Work required: Your response should give back each record exactly, word for word.

——

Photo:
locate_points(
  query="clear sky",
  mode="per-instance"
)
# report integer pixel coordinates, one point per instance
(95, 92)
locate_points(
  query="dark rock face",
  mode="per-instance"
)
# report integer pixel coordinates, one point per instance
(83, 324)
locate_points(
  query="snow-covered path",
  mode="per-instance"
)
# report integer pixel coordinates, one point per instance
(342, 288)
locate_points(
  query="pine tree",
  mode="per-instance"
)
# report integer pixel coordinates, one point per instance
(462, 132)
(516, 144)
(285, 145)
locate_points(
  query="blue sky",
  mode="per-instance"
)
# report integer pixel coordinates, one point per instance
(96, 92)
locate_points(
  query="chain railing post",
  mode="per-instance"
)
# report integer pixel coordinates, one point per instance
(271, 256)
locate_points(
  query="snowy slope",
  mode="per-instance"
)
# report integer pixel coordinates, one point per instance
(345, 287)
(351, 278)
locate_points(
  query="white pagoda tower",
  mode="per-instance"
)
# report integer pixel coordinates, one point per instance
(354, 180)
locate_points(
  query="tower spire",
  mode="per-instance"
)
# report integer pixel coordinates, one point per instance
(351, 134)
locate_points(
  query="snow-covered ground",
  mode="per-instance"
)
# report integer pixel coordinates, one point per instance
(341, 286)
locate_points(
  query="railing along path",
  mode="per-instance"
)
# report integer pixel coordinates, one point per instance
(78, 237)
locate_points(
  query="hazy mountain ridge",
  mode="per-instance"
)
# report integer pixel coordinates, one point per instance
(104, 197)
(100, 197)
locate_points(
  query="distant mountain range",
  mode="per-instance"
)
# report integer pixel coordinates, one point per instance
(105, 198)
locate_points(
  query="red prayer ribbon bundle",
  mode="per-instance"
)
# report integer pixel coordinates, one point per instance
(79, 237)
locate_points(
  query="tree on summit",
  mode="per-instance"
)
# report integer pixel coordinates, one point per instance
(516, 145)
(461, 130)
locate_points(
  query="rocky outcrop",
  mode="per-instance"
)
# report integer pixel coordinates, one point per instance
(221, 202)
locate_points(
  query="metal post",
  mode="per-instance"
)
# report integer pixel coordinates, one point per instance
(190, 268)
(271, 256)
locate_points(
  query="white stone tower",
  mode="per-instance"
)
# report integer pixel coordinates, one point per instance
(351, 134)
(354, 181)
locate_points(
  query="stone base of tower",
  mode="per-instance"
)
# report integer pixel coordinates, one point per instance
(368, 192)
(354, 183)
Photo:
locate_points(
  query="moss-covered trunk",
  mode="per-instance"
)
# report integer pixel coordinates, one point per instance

——

Output of the exercise:
Photo:
locate_points(
  query="clear sky",
  mode="per-instance"
)
# report integer pixel coordinates, one point per instance
(95, 92)
locate_points(
  query="dark rock face",
  mode="per-instance"
)
# report integer pixel coordinates, one point per instance
(83, 324)
locate_points(
  query="snow-covered path",
  mode="per-instance"
)
# report integer pixel coordinates, one point per instance
(342, 288)
locate_points(
  query="pine tree",
  mode="per-instance"
)
# report integer pixel coordinates, one point per instance
(462, 132)
(516, 144)
(285, 145)
locate_points(
  query="blue sky",
  mode="per-instance"
)
# report integer pixel coordinates, one point per instance
(96, 92)
locate_points(
  query="chain railing post",
  mode="per-instance"
)
# report integer pixel coordinates, one point per instance
(271, 256)
locate_points(
  query="snowy slope",
  mode="per-instance"
)
# report integer pixel coordinates, one point per instance
(345, 287)
(351, 278)
locate_points(
  query="white pagoda tower",
  mode="per-instance"
)
# report integer pixel coordinates, one point per instance
(354, 180)
locate_points(
  query="tower spire",
  mode="per-instance"
)
# report integer pixel coordinates, one point per instance
(351, 134)
locate_points(
  query="snow-covered ground",
  mode="per-instance"
)
# report integer pixel coordinates, one point per instance
(341, 286)
locate_points(
  query="railing along path",
  mode="per-instance"
)
# report integer pixel coordinates, one point per instance
(78, 237)
locate_points(
  query="hazy mountain ridge",
  mode="per-instance"
)
# report integer pixel coordinates, one point per instance
(104, 197)
(100, 197)
locate_points(
  query="distant mountain range",
  mode="per-instance"
)
# report integer pixel coordinates, one point per instance
(105, 198)
locate_points(
  query="red prayer ribbon bundle",
  mode="per-instance"
)
# report integer pixel coordinates, one point per instance
(79, 237)
locate_points(
  query="tree on summit",
  mode="per-instance"
)
# report integer pixel coordinates, one point per instance
(516, 145)
(461, 130)
locate_points(
  query="rocky outcrop",
  mode="per-instance"
)
# report integer pixel coordinates, one point per instance
(221, 202)
locate_points(
  query="metal post",
  mode="per-instance"
)
# report integer pixel coordinates, one point per instance
(190, 268)
(271, 256)
locate_points(
  query="white stone tower",
  mode="per-instance"
)
# report integer pixel coordinates, one point per instance
(351, 134)
(354, 181)
locate_points(
  query="stone base of tower",
  mode="per-instance"
)
# report integer pixel coordinates, one point per instance
(368, 192)
(354, 183)
Photo:
locate_points(
  query="moss-covered trunk",
  mode="per-instance"
)
# report integer pixel coordinates, one point per instance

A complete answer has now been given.